*EXERCISE OBJECTIVE*. Starting at the beginning of the data below and ending at the line that contains "134), (221, 166)]", write out every line again with 105 added to each x and y value in the answer coordinates, leaving all other numbers unchanged. Leave the pictures out of your answer.

· · ·

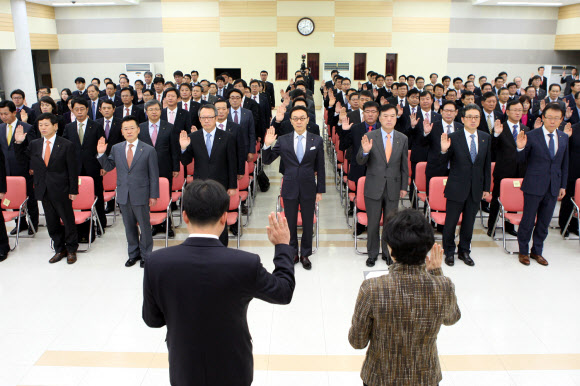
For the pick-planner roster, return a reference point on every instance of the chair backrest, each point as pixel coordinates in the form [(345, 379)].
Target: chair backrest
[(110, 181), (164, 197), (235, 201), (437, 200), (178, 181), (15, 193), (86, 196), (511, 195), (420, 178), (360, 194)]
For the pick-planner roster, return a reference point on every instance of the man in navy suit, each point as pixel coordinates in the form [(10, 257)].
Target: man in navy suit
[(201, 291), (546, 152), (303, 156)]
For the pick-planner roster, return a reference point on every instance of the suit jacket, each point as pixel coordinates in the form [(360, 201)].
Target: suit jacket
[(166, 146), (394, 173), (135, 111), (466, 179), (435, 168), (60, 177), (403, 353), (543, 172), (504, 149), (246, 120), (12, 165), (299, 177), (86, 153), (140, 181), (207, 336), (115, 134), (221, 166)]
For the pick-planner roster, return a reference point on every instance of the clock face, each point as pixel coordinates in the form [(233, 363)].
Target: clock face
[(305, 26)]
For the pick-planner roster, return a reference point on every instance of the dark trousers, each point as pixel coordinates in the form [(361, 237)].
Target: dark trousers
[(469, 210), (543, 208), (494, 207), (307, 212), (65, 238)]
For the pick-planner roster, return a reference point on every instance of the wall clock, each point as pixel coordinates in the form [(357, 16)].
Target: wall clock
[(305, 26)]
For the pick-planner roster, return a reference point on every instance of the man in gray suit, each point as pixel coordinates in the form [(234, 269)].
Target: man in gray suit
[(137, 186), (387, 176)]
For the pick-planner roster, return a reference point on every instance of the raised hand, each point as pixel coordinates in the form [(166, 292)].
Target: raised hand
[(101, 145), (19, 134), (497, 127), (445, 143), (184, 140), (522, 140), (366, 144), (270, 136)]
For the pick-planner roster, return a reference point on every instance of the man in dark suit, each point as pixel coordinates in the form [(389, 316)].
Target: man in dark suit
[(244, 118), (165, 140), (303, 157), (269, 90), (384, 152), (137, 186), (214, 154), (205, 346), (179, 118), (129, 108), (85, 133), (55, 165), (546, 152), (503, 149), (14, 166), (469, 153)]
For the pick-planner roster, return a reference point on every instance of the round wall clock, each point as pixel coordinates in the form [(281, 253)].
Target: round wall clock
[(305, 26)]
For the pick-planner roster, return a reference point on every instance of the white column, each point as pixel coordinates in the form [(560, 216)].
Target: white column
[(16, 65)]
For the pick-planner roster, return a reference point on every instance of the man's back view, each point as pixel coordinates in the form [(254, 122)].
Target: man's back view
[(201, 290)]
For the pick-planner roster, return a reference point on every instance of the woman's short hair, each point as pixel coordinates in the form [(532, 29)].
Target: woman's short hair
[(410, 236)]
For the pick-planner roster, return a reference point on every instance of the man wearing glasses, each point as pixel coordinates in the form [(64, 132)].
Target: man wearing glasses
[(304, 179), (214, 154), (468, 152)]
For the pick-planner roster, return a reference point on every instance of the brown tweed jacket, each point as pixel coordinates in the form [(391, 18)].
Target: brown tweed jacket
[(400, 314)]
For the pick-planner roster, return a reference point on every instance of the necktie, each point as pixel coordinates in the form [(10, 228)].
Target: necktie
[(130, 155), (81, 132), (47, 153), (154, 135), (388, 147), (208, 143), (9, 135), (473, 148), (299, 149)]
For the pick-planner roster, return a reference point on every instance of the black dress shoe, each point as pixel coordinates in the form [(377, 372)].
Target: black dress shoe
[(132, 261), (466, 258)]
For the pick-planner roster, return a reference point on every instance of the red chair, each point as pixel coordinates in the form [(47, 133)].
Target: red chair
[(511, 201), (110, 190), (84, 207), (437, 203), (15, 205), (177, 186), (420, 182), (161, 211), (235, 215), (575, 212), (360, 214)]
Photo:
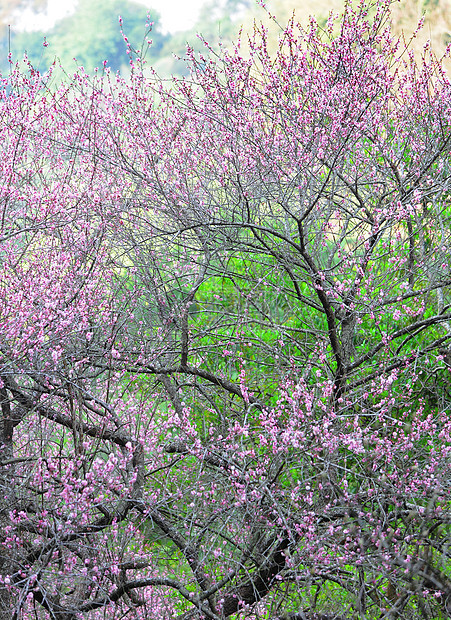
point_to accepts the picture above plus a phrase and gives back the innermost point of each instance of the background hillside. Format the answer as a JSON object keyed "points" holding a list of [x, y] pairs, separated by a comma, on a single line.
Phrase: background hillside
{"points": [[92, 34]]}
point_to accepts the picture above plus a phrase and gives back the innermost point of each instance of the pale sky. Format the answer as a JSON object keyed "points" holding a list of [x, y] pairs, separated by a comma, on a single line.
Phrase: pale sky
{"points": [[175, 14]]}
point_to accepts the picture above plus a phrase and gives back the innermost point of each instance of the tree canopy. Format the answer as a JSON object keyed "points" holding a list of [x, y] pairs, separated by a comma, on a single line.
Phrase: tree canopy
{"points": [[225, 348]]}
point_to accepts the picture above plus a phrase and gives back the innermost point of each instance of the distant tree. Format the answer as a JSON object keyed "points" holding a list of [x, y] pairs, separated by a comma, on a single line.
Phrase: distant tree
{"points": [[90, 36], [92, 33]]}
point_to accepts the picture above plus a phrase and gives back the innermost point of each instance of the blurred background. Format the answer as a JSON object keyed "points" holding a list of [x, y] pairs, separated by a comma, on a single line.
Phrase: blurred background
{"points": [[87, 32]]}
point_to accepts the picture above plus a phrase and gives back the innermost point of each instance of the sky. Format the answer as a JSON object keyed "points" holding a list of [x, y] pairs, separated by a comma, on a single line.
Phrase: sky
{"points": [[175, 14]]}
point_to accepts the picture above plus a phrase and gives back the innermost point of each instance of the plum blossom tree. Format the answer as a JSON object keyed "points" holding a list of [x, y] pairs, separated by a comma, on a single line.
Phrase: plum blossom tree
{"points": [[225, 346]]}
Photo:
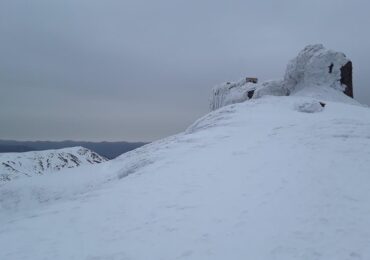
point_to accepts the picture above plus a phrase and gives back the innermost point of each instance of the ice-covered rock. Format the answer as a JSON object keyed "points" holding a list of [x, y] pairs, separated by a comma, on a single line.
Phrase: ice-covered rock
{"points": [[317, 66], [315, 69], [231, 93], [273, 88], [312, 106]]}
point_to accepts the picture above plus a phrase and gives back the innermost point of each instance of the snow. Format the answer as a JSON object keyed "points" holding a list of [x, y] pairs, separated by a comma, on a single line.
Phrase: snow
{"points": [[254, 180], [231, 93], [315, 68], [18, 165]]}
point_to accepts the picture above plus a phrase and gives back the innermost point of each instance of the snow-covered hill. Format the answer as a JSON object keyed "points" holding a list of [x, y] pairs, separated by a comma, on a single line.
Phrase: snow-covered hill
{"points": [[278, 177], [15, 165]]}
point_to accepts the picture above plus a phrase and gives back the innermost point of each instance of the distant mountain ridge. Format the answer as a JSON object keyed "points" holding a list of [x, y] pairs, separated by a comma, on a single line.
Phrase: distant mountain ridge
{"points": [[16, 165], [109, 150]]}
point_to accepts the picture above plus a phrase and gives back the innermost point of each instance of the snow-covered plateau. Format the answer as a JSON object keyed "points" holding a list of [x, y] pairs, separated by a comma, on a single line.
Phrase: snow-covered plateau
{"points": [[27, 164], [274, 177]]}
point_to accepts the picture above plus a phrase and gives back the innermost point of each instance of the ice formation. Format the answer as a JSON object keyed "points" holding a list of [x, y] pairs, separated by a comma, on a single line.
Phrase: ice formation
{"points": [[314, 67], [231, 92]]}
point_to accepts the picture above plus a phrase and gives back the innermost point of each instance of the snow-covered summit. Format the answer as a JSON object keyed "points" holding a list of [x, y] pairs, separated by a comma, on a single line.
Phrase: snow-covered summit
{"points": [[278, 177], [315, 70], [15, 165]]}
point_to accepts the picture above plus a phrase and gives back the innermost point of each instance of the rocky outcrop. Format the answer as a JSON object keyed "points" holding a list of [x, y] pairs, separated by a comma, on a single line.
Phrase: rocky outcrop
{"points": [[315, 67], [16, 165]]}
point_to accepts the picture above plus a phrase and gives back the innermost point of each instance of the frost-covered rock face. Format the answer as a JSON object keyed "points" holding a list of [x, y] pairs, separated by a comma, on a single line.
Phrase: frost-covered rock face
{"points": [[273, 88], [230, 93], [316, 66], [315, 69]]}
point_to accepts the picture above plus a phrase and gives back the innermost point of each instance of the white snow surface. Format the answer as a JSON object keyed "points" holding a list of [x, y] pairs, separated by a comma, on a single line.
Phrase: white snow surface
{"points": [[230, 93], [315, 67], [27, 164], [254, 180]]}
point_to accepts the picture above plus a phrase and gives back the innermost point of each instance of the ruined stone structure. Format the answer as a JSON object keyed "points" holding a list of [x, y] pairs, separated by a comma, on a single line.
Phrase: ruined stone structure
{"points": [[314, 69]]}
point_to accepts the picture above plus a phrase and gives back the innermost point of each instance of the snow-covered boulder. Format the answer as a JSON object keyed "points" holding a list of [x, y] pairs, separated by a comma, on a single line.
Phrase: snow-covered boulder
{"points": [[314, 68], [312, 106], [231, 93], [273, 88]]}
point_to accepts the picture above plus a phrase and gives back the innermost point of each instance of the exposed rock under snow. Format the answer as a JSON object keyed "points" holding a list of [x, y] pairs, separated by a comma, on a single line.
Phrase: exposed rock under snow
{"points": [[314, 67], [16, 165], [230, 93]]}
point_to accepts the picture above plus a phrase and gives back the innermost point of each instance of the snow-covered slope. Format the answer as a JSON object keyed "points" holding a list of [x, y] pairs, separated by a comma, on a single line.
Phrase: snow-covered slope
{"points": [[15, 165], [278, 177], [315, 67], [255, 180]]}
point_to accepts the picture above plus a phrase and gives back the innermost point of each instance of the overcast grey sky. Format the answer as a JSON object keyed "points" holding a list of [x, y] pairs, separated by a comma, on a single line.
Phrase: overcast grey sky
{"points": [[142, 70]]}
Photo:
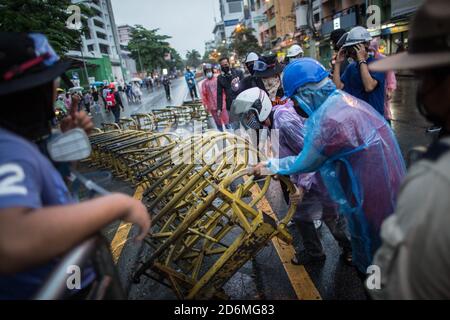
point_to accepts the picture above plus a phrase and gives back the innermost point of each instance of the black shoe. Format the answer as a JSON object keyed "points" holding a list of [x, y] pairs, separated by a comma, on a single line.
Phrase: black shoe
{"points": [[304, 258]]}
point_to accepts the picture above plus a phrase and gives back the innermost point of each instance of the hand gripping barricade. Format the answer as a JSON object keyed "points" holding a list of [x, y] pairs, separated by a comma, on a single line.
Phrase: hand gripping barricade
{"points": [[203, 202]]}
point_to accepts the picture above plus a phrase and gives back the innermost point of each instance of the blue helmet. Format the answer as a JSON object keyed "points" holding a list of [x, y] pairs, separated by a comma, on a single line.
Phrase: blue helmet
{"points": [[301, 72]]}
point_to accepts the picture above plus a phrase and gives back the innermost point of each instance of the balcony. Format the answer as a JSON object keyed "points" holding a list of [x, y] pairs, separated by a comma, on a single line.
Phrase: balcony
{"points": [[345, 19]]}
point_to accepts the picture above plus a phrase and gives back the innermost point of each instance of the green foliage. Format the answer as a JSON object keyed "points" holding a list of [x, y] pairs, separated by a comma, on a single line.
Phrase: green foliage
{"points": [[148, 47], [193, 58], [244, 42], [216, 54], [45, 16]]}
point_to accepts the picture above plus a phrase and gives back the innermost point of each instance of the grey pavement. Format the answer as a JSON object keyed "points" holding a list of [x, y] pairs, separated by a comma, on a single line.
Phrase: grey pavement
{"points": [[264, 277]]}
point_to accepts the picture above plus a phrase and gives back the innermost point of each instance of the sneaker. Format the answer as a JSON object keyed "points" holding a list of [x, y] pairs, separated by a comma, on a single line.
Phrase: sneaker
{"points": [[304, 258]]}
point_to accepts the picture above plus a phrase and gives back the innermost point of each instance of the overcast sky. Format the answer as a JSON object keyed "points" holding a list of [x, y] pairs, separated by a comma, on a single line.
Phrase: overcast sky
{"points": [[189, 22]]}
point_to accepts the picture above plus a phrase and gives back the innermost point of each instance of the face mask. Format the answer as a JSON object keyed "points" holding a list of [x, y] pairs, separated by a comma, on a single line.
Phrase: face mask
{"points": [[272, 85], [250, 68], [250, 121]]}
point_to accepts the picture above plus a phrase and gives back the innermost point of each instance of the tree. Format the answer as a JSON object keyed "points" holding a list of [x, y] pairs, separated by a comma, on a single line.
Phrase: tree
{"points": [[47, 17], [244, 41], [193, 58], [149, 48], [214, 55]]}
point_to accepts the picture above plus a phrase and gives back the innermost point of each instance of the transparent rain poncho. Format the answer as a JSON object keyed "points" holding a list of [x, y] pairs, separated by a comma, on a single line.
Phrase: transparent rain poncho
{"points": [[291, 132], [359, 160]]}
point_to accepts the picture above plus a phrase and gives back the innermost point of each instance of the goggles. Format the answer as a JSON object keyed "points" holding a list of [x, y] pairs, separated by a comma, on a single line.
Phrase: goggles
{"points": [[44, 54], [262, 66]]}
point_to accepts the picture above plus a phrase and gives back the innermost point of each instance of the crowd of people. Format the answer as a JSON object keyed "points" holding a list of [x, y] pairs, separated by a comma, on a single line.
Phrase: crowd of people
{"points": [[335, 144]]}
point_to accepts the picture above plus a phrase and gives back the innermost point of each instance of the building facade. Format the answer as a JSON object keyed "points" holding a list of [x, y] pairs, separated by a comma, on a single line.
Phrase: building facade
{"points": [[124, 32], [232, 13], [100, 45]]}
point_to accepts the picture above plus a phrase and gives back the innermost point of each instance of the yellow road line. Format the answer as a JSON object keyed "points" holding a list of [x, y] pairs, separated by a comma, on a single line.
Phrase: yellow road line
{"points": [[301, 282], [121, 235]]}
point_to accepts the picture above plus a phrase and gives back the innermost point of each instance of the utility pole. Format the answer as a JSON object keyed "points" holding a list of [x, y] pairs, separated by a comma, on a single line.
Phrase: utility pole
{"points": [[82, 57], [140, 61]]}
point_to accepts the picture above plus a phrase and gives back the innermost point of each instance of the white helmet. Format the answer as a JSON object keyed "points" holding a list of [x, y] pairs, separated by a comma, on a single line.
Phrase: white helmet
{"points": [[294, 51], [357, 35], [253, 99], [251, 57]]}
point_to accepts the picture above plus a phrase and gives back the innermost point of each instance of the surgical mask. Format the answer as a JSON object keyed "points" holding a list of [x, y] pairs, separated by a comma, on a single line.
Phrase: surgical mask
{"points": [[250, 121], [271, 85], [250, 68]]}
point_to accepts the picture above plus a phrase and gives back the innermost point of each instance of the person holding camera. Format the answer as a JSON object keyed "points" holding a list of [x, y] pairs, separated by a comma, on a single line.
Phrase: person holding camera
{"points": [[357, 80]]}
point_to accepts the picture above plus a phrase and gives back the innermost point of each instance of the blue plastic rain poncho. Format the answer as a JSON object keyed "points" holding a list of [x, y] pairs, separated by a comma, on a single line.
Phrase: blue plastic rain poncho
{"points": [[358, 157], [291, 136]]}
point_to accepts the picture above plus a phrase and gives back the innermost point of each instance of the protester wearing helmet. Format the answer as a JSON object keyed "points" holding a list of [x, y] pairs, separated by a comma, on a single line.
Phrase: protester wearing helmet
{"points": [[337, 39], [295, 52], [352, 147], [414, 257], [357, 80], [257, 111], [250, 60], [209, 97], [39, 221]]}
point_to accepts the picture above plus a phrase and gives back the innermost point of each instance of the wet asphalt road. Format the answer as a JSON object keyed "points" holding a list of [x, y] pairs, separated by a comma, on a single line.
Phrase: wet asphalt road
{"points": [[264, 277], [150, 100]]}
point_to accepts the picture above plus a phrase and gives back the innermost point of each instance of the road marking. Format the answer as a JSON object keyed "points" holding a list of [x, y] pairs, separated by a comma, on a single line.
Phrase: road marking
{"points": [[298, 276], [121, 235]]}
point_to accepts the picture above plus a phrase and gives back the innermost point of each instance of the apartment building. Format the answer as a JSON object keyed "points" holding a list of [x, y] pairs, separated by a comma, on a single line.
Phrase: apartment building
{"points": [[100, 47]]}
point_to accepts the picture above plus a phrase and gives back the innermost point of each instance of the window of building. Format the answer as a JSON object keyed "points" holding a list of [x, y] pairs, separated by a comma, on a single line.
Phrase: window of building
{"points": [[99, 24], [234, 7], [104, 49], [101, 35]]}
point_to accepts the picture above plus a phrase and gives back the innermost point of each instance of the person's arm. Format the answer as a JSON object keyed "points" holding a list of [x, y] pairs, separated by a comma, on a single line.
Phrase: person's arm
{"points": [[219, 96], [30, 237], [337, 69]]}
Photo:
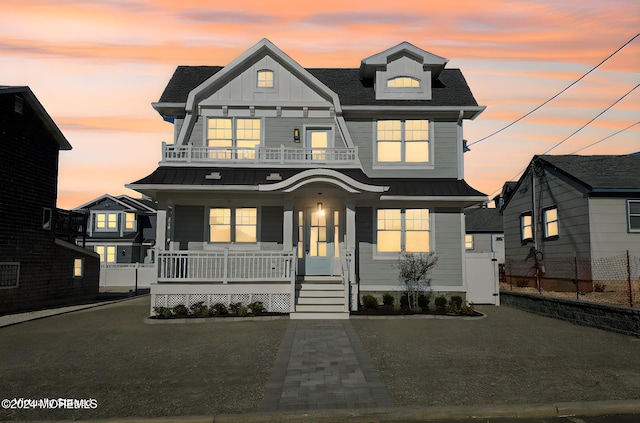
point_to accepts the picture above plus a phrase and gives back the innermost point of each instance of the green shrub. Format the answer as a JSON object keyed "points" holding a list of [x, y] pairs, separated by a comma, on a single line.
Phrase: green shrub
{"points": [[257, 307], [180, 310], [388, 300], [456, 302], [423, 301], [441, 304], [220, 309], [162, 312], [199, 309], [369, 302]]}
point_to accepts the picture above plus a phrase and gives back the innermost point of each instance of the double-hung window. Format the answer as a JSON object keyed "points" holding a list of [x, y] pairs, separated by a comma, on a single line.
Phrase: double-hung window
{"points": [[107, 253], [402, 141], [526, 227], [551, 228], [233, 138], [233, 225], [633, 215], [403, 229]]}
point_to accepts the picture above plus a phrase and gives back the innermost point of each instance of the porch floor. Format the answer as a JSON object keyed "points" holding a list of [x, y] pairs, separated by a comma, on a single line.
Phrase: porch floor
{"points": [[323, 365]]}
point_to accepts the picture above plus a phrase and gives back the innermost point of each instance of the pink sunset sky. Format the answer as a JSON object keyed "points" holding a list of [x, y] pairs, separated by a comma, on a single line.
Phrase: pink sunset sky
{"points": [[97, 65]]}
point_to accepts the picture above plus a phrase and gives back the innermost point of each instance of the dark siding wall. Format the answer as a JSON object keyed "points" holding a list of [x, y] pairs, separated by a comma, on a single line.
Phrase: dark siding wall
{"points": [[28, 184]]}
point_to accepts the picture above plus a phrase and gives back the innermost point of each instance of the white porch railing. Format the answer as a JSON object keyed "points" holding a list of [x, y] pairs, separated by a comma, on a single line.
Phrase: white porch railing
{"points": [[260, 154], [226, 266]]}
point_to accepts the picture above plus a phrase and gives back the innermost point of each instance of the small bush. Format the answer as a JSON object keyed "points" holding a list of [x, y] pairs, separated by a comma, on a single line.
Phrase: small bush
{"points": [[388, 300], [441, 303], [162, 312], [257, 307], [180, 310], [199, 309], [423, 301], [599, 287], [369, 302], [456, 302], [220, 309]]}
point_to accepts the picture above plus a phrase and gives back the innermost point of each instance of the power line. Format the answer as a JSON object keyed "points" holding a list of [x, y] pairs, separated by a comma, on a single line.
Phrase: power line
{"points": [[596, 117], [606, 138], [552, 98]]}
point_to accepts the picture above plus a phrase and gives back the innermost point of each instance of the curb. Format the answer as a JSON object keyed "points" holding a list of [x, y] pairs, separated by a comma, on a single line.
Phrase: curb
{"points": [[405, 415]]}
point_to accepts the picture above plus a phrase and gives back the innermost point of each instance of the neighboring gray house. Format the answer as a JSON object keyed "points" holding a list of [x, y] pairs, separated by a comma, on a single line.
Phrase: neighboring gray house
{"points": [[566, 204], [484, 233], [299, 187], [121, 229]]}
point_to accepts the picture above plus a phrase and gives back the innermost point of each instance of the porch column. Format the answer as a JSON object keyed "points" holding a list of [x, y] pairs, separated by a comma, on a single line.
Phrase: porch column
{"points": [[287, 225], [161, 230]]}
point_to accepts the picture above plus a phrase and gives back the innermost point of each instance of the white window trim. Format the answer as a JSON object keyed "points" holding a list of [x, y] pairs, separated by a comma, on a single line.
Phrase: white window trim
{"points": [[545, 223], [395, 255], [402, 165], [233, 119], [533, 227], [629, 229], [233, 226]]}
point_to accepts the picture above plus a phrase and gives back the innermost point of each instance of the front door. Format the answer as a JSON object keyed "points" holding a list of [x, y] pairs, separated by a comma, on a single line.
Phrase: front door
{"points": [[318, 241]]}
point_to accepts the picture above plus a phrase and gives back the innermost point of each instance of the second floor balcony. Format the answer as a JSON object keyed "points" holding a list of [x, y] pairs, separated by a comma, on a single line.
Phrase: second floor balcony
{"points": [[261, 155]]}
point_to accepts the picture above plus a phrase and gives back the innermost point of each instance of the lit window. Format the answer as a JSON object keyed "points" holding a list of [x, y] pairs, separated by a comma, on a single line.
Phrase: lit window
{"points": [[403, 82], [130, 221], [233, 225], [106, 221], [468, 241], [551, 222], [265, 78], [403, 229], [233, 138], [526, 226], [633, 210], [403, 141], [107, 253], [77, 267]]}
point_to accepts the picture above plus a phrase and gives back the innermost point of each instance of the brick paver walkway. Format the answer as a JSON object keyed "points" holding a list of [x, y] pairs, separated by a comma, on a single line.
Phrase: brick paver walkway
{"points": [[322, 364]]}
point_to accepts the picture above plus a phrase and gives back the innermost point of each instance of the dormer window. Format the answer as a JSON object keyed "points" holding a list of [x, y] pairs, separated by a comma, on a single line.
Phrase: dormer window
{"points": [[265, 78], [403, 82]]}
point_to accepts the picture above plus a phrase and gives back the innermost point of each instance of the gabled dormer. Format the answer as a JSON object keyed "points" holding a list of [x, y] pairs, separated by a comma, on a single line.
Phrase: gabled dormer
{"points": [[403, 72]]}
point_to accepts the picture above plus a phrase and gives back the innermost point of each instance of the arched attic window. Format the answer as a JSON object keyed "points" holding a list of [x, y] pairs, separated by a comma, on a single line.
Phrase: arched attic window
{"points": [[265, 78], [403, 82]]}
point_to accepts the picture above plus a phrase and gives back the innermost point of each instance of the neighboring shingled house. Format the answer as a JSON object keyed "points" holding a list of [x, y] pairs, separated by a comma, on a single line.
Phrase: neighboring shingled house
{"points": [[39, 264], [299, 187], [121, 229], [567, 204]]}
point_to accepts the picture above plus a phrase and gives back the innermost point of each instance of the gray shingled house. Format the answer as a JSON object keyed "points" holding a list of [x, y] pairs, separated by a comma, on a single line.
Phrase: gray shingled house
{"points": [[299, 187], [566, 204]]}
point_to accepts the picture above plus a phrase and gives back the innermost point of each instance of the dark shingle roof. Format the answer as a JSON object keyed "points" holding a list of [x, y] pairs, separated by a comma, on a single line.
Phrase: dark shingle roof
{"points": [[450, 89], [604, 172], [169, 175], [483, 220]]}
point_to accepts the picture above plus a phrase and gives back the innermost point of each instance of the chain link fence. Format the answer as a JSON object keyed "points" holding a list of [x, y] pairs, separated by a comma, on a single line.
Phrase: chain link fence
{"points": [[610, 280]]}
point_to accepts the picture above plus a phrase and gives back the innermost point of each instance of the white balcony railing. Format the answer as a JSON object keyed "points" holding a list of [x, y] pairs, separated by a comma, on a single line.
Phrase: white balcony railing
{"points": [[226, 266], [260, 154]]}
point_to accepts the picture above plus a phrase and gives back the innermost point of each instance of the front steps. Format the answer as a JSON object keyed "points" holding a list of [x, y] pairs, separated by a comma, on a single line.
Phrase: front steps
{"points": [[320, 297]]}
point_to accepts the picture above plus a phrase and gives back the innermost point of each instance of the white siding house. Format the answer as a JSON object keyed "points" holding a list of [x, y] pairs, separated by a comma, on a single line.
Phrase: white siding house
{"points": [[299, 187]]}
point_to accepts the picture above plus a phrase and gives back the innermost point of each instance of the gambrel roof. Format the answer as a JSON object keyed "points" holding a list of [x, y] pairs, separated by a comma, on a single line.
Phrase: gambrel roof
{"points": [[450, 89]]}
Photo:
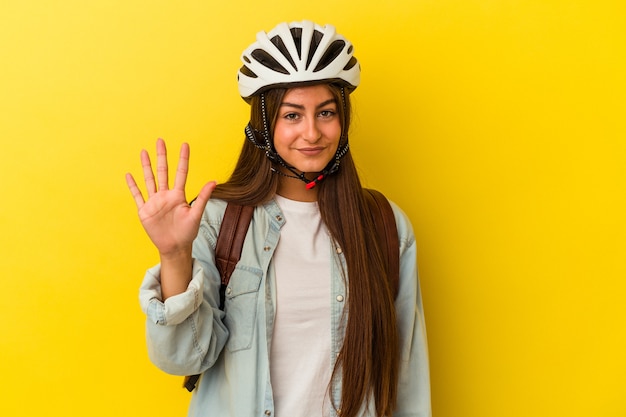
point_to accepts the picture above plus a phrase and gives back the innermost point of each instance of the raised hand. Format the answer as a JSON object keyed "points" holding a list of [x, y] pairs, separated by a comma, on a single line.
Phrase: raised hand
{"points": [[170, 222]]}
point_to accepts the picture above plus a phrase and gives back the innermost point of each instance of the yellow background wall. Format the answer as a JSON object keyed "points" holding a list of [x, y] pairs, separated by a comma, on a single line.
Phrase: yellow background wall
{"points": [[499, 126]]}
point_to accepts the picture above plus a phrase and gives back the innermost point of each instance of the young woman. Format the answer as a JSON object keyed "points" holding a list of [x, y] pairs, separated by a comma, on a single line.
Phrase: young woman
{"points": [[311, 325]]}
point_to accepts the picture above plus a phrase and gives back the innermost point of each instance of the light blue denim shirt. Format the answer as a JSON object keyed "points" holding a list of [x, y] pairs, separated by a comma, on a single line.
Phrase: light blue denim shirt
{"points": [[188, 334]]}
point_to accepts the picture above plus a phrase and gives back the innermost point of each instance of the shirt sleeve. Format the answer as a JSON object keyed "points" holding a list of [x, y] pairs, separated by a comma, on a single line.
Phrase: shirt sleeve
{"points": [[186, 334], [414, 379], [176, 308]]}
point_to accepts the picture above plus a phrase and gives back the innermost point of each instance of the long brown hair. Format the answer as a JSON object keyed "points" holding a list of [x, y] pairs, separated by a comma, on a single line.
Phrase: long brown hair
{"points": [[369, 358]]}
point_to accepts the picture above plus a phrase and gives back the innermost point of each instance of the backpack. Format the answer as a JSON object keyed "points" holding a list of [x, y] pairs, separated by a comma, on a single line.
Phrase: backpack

· · ·

*TASK SOLUTION*.
For the pick-planner roster, return a reference point on every instance of the chair backrest, each point as pixel coordinates in the form [(345, 379)].
Target: chair backrest
[(215, 286), (269, 302), (340, 306), (542, 305), (283, 286), (120, 298), (191, 301), (616, 300), (525, 283), (465, 299)]
For the pick-planner roster, return a reference point on every instance of the man in navy suit, each point as pixel coordinates in the form [(10, 257)].
Target: man in navy suit
[(306, 396), (651, 257), (408, 261)]
For the pick-planner roster, return a reference point on every instance of the suit jacket, each point as pixel coordinates in the form [(360, 201)].
Target: suit jacket
[(271, 251), (499, 278), (240, 216), (571, 284), (540, 273), (165, 282), (508, 458), (648, 277), (609, 254), (351, 225), (117, 270), (404, 282), (191, 258), (245, 286), (312, 441), (220, 239), (326, 271)]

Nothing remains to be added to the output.